■ **Task to complete**:
Select every line in the data below that contains the string "long" and copy those lines out unchanged. Case counts, so match capital and lowercase letters precisely.

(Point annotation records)
* * *
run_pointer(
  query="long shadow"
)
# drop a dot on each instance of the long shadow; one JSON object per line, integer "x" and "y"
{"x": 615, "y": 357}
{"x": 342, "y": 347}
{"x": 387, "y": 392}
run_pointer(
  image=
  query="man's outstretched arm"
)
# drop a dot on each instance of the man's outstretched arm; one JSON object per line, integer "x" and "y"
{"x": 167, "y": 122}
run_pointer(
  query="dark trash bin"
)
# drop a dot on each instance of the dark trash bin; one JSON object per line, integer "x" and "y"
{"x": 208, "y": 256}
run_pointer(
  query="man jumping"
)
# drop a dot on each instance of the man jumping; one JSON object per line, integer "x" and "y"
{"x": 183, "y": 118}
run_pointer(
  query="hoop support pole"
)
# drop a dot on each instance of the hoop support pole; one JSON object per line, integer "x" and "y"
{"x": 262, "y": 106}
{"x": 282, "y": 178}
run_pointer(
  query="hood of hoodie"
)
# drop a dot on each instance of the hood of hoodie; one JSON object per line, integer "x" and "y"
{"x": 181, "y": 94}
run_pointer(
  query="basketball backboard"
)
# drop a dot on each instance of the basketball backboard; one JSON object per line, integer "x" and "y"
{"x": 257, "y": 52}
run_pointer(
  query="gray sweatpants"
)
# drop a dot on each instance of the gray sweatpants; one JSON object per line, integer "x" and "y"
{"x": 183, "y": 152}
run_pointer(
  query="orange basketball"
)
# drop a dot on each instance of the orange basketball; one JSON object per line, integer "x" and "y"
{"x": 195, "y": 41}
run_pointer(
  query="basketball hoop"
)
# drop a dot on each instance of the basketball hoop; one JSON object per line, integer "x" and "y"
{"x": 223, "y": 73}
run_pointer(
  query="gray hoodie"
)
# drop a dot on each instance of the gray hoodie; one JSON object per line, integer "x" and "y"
* * *
■ **Exercise solution**:
  query="long shadow"
# drop a dot on each instance of the long shadow; one JSON object per line, integer "x" and "y"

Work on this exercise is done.